TASK SET:
1. Set down the libfsm build notes word for word between "# Make tests" and "with newer bmake.", inclusive.
2. Extend the libfsm build notes onward from their last line.

:: DOCUMENT EXTRACT

It look slike the only change that could affect bmake behaviour is something around read-only variables. Before investigating more let’s try to update bmake first:

--- a/pkgs/development/tools/build-managers/bmake/default.nix
+++ b/pkgs/development/tools/build-managers/bmake/default.nix
@@ -10,11 +10,11 @@

 stdenv.mkDerivation (finalAttrs: {
   pname = "bmake";
-  version = "20230126";
+  version = "20230414";

   src = fetchurl {
     url = "http://www.crufty.net/ftp/pub/sjg/${finalAttrs.pname}-${finalAttrs.version}.tar.gz";
-    hash = "sha256-hk9yGFgs95Dsc7ILcQVCXLn/ozUiJUF3LwMTMGtqC8Q=";
+    hash = "sha256-KcsdJqrn3p3vkr2us6rUUg6JlRzpey518LibrhuVOZ8=";
   };

   # Make tests work with musl

I proposed bmake upate as PR #231027. Is it enough to fix libfsm? Trying to build:

$ nix build -f. libfsm -L
...
libfsm> bmake: "/nix/store/gbbmrdcz1z7808gds3ddyf2ywi67113g-bmake-20230414/share/mk/final.mk" line 11: Malformed conditional (${MK_STAGING} == "yes")
libfsm> bmake: "/nix/store/gbbmrdcz1z7808gds3ddyf2ywi67113g-bmake-20230414/share/mk/final.mk" line 18: Inconsistent operator for install
libfsm> bmake: Fatal errors encountered -- cannot continue
libfsm> bmake: stopped in /build/source

No difference. Maybe libfsm already fixed it upstream?

Looking at Makefile project history there were a few fixes recently that fix compatibility with newer bmake.

Let’s update libfsm then!

--- a/pkgs/development/libraries/libfsm/default.nix
+++ b/pkgs/development/libraries/libfsm/default.nix
@@ -4,13 +4,13 @@

 stdenv.mkDerivation rec {
   pname = "libfsm";
-  version = "0.1pre2442_${builtins.substring 0 8 src.rev}";
+  version = "0.1pre2987_${builtins.substring 0 8 src.rev}";

   src = fetchFromGitHub {
     owner  = "katef";
     repo   = pname;
-    rev    = "9c5095f7364fa464efff6c81fad9b60b19dfcc99";
-    sha256 = "1bs51agvrrwqid0slq2svj2yj7kkjdsnv3xsrk8zmf1jbgza6jrm";
+    rev    = "087e3389ad2cd5e5c40caeb40387e632567d7258";
+    hash   = "sha256-XWrZxnRbMB609l+sYFf8VsXy3NxqBsBPUrHgKLIyu/I=";
     fetchSubmodules = true;
   };

Trying to use:

$ nix build --no-link -L -f. libfsm
...

::::
:: LISTING

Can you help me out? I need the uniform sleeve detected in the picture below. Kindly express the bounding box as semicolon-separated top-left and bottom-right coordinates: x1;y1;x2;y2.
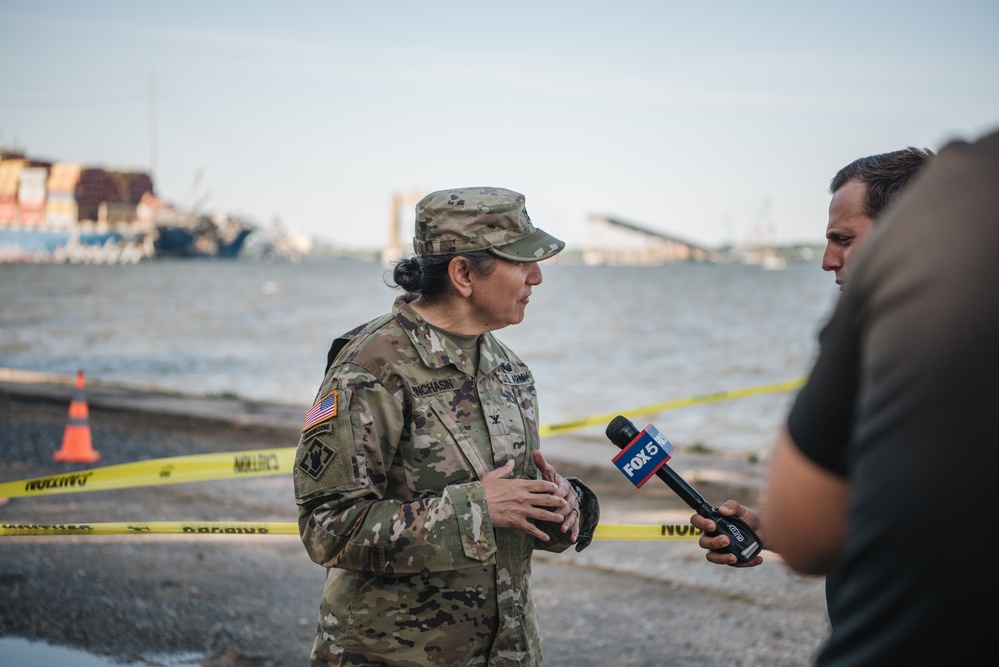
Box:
294;364;496;574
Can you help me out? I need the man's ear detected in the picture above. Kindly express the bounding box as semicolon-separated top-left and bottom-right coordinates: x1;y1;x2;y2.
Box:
447;257;472;297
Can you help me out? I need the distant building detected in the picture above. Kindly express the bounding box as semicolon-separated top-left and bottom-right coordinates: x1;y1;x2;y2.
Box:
583;215;725;265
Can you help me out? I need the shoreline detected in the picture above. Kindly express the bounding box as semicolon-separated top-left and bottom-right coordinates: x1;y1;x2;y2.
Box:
0;374;828;667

::::

WRITTEN RESPONSES:
1.
# Make tests work with musl

I proposed bmake upate as PR #231027. Is it enough to fix libfsm? Trying to build:

$ nix build -f. libfsm -L
...
libfsm> bmake: "/nix/store/gbbmrdcz1z7808gds3ddyf2ywi67113g-bmake-20230414/share/mk/final.mk" line 11: Malformed conditional (${MK_STAGING} == "yes")
libfsm> bmake: "/nix/store/gbbmrdcz1z7808gds3ddyf2ywi67113g-bmake-20230414/share/mk/final.mk" line 18: Inconsistent operator for install
libfsm> bmake: Fatal errors encountered -- cannot continue
libfsm> bmake: stopped in /build/source

No difference. Maybe libfsm already fixed it upstream?

Looking at Makefile project history there were a few fixes recently that fix compatibility with newer bmake.

2.
libfsm> install -m 644 build/pc/libre.pc /nix/store/v33dns98gw8mw0sqvjjp1gvjcaq0p2n2-libfsm-0.1pre2987_087e3389/share/pkgconfig/libre.pc
libfsm> install: cannot stat 'build/pc/libre.pc': No such file or directory
libfsm> *** [install] Error code 1

Still fails. But at least the failure looks different enough from initial problem. Phis looks more like a missing expected file. It’s a parallel install failure. Disabling that I got a working package with PR #231029.

During the review (by running nix-review pr 231029) I found a similar failure in kgt. It is known upstream as Issue #62. Fixing it is left as an exercise for the reader.

Parting words

We squashed at least one ZHF problem and as a bonus updated one related package. Many build fixes are trivial. If you are wondering if you should try or not give it a go!

Some rare packages are broken beyond repair and are not worth keeping around. You can mark those as broken = true; and those will be cleaned up after a while if nobody steps up to fix them.

Have fun!